WHAT YOU HAVE TO DO: Give a verbatim copy of the lines below, minus the pictures.

-- DATA IN THIS EXERCISE follows --

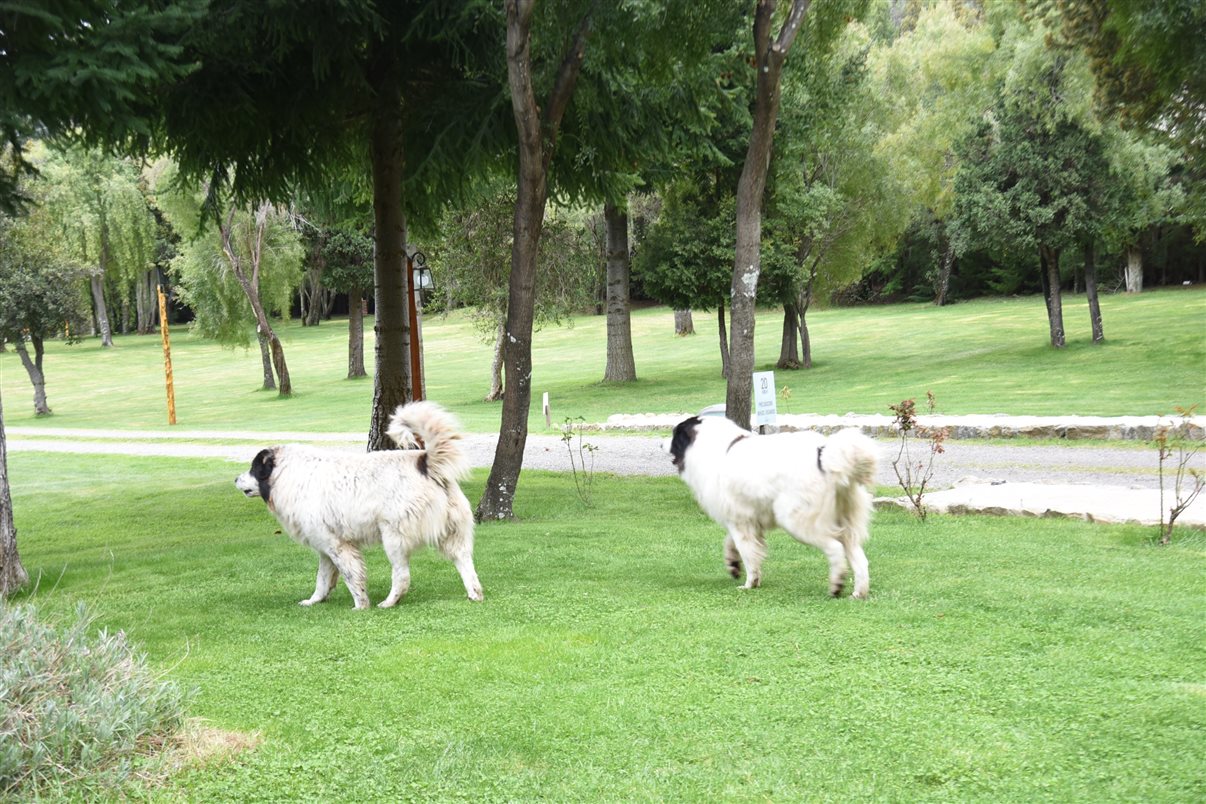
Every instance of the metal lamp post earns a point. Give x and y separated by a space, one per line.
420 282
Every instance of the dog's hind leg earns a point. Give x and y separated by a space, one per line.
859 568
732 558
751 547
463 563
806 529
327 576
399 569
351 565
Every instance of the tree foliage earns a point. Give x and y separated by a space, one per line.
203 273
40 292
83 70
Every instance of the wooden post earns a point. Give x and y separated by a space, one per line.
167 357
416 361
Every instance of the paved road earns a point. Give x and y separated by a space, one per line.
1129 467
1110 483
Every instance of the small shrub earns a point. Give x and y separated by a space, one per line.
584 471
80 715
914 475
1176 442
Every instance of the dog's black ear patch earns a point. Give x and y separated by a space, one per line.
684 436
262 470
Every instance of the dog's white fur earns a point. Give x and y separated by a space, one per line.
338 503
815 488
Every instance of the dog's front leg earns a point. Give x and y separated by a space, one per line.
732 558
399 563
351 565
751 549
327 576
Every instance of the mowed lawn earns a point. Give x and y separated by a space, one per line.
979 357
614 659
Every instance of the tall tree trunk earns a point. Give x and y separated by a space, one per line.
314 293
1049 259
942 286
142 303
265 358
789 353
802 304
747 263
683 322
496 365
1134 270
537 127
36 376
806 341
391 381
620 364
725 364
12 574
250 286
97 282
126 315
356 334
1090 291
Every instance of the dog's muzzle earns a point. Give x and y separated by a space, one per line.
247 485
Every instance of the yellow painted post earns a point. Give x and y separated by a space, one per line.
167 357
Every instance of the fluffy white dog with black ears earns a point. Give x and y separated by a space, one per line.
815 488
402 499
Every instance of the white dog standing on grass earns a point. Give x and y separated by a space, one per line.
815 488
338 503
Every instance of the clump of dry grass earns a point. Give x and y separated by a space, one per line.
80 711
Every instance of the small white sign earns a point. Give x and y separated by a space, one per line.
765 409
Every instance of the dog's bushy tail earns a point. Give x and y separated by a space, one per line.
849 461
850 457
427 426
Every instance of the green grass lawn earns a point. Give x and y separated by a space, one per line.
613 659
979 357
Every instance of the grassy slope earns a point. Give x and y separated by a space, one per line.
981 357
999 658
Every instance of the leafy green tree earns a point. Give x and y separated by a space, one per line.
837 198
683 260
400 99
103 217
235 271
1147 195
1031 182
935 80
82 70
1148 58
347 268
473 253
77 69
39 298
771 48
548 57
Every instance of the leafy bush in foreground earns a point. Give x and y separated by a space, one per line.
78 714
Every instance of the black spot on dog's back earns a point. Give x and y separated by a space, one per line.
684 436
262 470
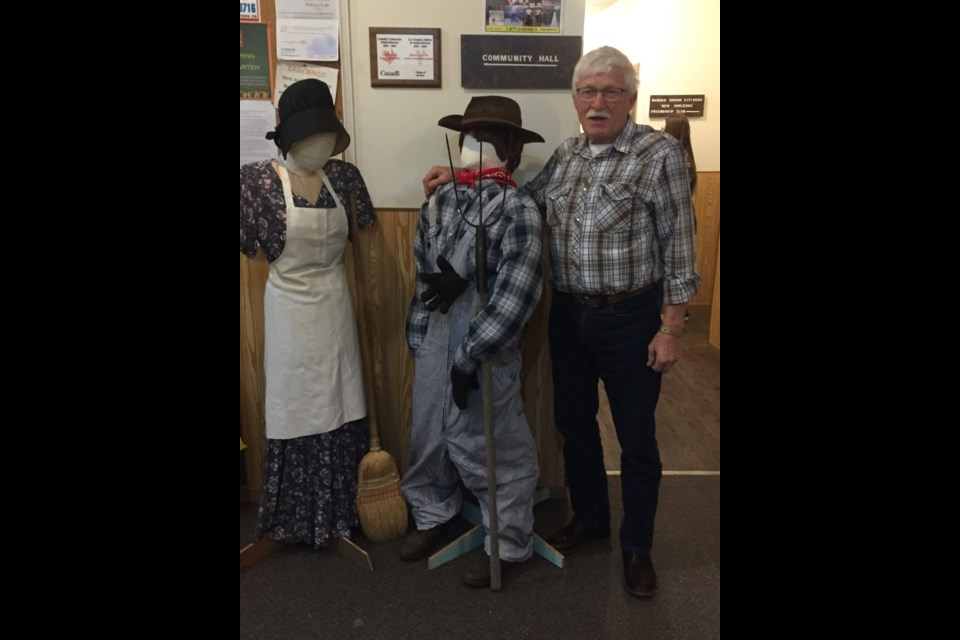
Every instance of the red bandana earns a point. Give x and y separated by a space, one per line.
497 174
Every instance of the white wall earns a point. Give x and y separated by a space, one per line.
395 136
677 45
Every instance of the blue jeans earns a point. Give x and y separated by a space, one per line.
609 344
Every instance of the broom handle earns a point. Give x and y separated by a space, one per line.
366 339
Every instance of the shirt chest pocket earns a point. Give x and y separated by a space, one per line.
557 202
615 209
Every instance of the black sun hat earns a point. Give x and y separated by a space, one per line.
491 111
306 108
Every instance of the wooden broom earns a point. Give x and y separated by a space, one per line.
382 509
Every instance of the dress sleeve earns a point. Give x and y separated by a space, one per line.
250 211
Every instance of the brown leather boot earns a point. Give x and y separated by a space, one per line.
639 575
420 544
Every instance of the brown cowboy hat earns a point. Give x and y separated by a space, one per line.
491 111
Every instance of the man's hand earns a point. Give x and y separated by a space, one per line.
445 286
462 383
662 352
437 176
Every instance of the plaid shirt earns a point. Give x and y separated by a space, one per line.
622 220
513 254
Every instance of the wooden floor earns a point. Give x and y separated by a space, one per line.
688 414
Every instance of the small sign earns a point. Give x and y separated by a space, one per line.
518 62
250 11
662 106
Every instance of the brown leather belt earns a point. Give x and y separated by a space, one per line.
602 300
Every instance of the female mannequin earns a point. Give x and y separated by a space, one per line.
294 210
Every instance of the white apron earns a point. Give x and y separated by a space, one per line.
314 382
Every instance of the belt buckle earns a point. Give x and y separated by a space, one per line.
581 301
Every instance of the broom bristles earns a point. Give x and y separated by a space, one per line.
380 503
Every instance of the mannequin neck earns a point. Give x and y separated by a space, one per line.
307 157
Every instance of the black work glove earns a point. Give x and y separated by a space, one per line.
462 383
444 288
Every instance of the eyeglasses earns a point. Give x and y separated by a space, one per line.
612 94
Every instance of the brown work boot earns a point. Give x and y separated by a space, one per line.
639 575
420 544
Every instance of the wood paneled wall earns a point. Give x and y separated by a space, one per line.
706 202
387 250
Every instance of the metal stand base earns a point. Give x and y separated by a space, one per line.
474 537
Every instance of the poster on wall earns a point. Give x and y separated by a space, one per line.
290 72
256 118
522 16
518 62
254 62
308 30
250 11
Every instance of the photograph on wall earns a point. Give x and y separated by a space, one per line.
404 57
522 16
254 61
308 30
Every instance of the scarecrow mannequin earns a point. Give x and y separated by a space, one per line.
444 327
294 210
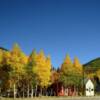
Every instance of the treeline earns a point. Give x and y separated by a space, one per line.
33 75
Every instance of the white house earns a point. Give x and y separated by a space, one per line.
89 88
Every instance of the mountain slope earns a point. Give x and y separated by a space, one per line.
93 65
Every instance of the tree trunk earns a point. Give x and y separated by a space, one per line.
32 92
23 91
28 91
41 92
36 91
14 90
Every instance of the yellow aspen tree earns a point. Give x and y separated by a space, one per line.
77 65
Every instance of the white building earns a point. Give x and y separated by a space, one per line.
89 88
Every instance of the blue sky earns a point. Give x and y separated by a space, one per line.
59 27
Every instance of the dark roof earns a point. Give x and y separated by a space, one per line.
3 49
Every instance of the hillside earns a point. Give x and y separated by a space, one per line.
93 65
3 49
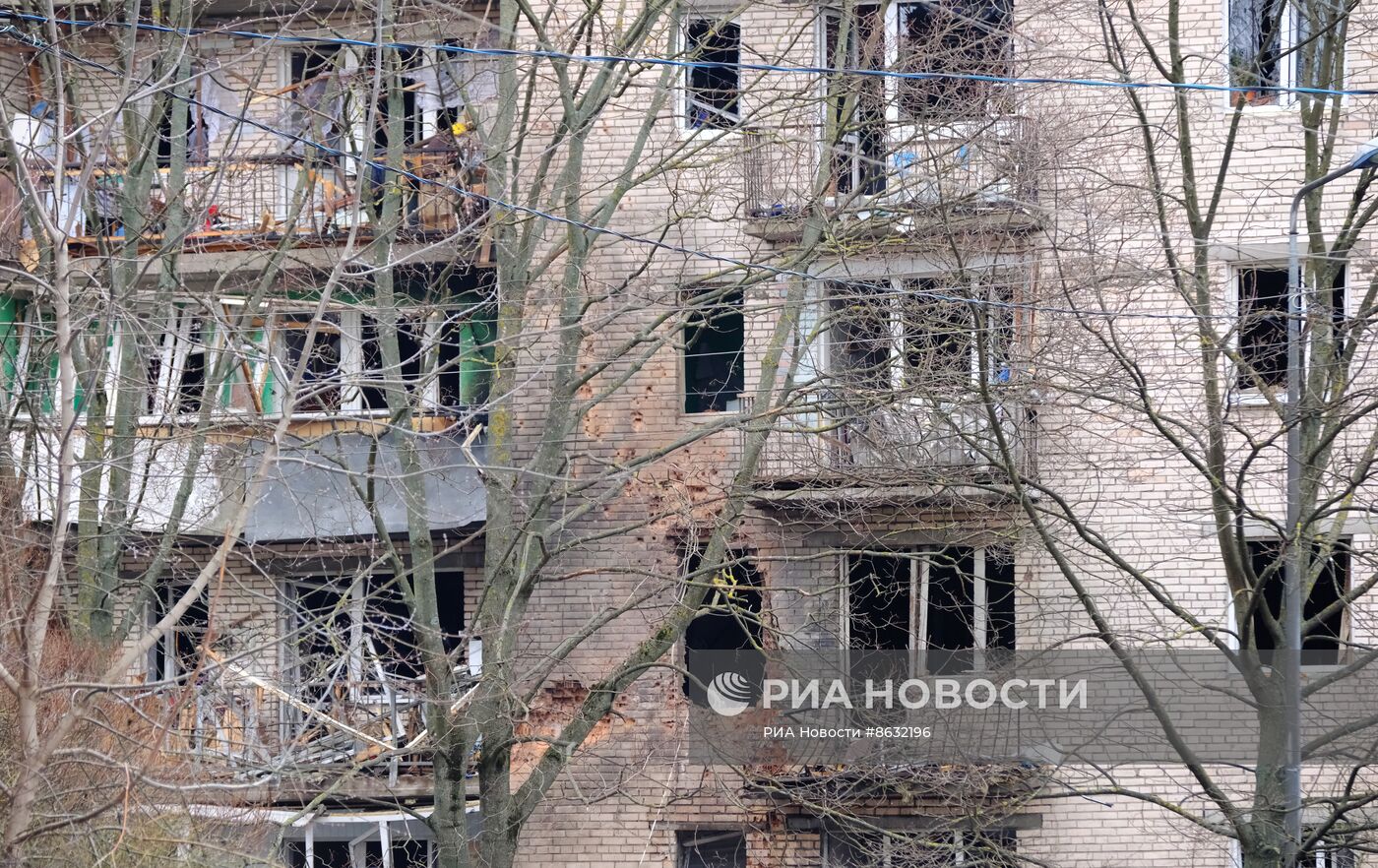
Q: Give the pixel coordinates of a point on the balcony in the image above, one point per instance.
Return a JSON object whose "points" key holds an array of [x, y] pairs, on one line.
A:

-- DATA IN THIS EXERCISE concluded --

REPLY:
Every instance of the metal lamp post earns a point. Give x and y separated by a space, one per line.
420 282
Every instance of the dog's hind leg earns a point. Give x and y separated by a space, one per line.
859 568
732 558
751 547
463 563
806 529
327 576
399 569
351 565
Every instance of the tree foliage earns a point. Give x and y separated by a space, one per line.
203 273
40 292
83 70
Every instance of the wooden post earns a point. Give x and y separated by a space, one per line.
167 357
416 361
Every instance of the paved road earns a point. Give x and y separated by a space, one per line.
1129 467
1110 483
Every instance of the small shrub earns a point. Give x and y separated by a space, one per line.
584 471
80 715
914 475
1176 442
Every instance of the dog's black ear patch earns a point. Give x and y separated by a space, one per line.
684 436
262 470
Every instance of the dog's white fur earns a point. Give x and y separated by a space, one per line.
338 503
815 488
Every instance of the dog's front leg earns a point. Give x and y separated by a space, one per line.
732 558
399 563
351 565
751 549
327 576
Every instance of the mowed lawn earns a point. Give x and y separated by a space, one per line.
979 357
614 659
Every instance of the tall tree trunk earns a point. Give x and y separated by a space, one per line.
314 293
1049 259
942 286
142 303
265 358
789 353
802 304
747 263
683 322
496 365
1134 270
537 127
36 376
806 341
391 381
620 364
725 364
12 574
250 286
97 282
126 315
356 334
1090 291
Every instance of the dog's muzzle earns a point. Give x and y separated by a space, one per line.
247 485
Every instance of the yellow painted post earns a point. Give x and y separated by a space, one per line.
167 357
Every instance of the fluffy white dog with black ears earns a point. Give x and y separated by a space, one per line.
815 488
402 499
Every instance of the white dog standing on grass earns a point. Give x and y separated by a space, one per line.
815 488
338 503
Every instance of the clump of dry grass earns a point. Give x and y separated by a space, one per line.
80 711
Every instance of the small white sign earns a point. Give x and y separated by a space, one per line.
765 409
Every instance of the dog's bushy tail earns a point. Give x and y separated by a space, one per line.
849 461
850 457
427 426
Every instance of the green grass lawn earns a point. Give x and y separated by a space, one per line.
613 659
979 357
Every instance of the grassy slope earns a point. Give x and y separated by a space, one per line.
981 357
999 658
Every instance of the leafy green tree earns a point. Give x and y separated by a space, one per line.
837 198
683 260
400 99
103 217
235 271
1147 195
1031 182
935 80
82 70
1148 58
347 268
473 253
77 69
39 298
771 48
548 57
Every instance of the leafy bush in foreground earns a point. Give x and y separated by a space, one per line.
78 714
Every instance of the black spot on dog's back earns a point. Give x and y separated by a space, one per line.
684 436
262 470
Every instance of the red bandana earns a point. Give x and y separated by a space, one per line.
497 174
Every instance of the white wall earns a point. Give x and y separated by a space, one per line.
395 136
677 45
Every instance of the blue jeans earns a point. Give x and y separated by a space, one per line.
609 344
Every instance of the broom handle earns a point. Give x and y separated by a space, one per line.
366 339
Every instance of the shirt chest pocket earns a point. Give x and y separated by a space, one per line.
557 202
615 209
Every instance of the black sun hat earns a point. Give x and y separated by a space, one per line.
491 111
306 108
Every instance of the wooden broom earns a point. Give x and y separated by a space, one per line.
382 509
Every instance of the dress sleeve earns a point. Give x and y separated by a space, one per line.
250 211
Every instance of the brown leather boot earns a point. Give x and y separated by a space, one per line.
639 575
420 544
Every instance of the brown cowboy hat earns a point. Give x and y separated by a space, one per line.
491 111
Every instance of the man's hand earns a point. Give x and y separated by a space, one per line.
445 286
462 383
662 352
437 176
Every instance of the plaid shirt earns a point. Give x and y separated by a space, one per line.
622 220
513 254
Every instance of the wooden floor earns a point. Give x and y separated by a space, one per line.
688 414
Every instance of the small sign earns a point. Give x and y separated by a space, one per line.
518 62
250 11
662 106
Every instance of the brown leather belt earns a point. Give x and y separated by a space, one per line.
602 300
Every instance of the female mannequin earns a point. Give x and y separated by a space, one per line.
294 210
Every instance of the white apron earns a point. Give x and y separated by a space, one per line.
314 382
Every instance of the belt buckle earns a point. Give x and y separated by a space, one per line.
581 301
Every instance of the broom bristles earns a point. Give x and y separated by a space, one per line.
380 503
Every instance of the mannequin neck earns a point. Give x and y separated by a space, one per line.
307 157
Every instance of the black work glove earns a point. Give x and y separated by a space, one per line.
462 383
444 288
Every instance of the eyeglasses earns a point. Give x and y separated by a space, one per line.
612 94
Every instance of the brown work boot earns a point. Give x and y separated by a space, one per line.
639 575
420 544
Every instance of the wood paneled wall earns a point. Give x and y separated by a space, one per line.
706 202
387 250
Every instance of the metal stand base earns a point. Give x and y separated by a space, one per line.
474 537
Every instance of the poster on wall earns a point. Give x and y separated by a space, one per line.
290 72
256 118
522 16
518 62
254 62
308 30
250 11
Every instance of the photograph on wall earns a point. Give x and y separated by a space, one per line.
404 57
522 16
254 61
308 30
Every instance of the scarecrow mannequin earns a point. Give x and y separated by a space, one per line.
444 327
294 210
Every instance of the treeline earns a point. Give x and y separated by a space, one per line.
33 75
Every instance of the white house earns a point. Give x and y separated by a space, one per line.
89 88
Every instance of the mountain slope earns a point. Give x and y separated by a space, one per line.
93 65
Every instance of the tree trunk earns a point. Give x and y separated by a space, one per line.
32 92
23 91
28 91
41 92
36 91
14 90
Every instance of the yellow aspen tree earns a point. Give x and y separated by a space, one per line.
77 65
Every instance of the white building earns a point. Give x and y separated by a space, one per line.
89 88
Every instance of the blue sky earns a point. Give x and y separated by a space, one per line.
59 27
Every instance of the dark roof earns a point. Give x and y separated by a space, one per line.
3 49
Every instance of the hillside earns a point. Give x and y separated by a space, one per line.
93 65
3 49
Q: Give the pixel coordinates of a point on the balcony in the image above, one point per instance.
Return a JSON object whose "points" key holds an array of [x, y] pairs, on one line.
A:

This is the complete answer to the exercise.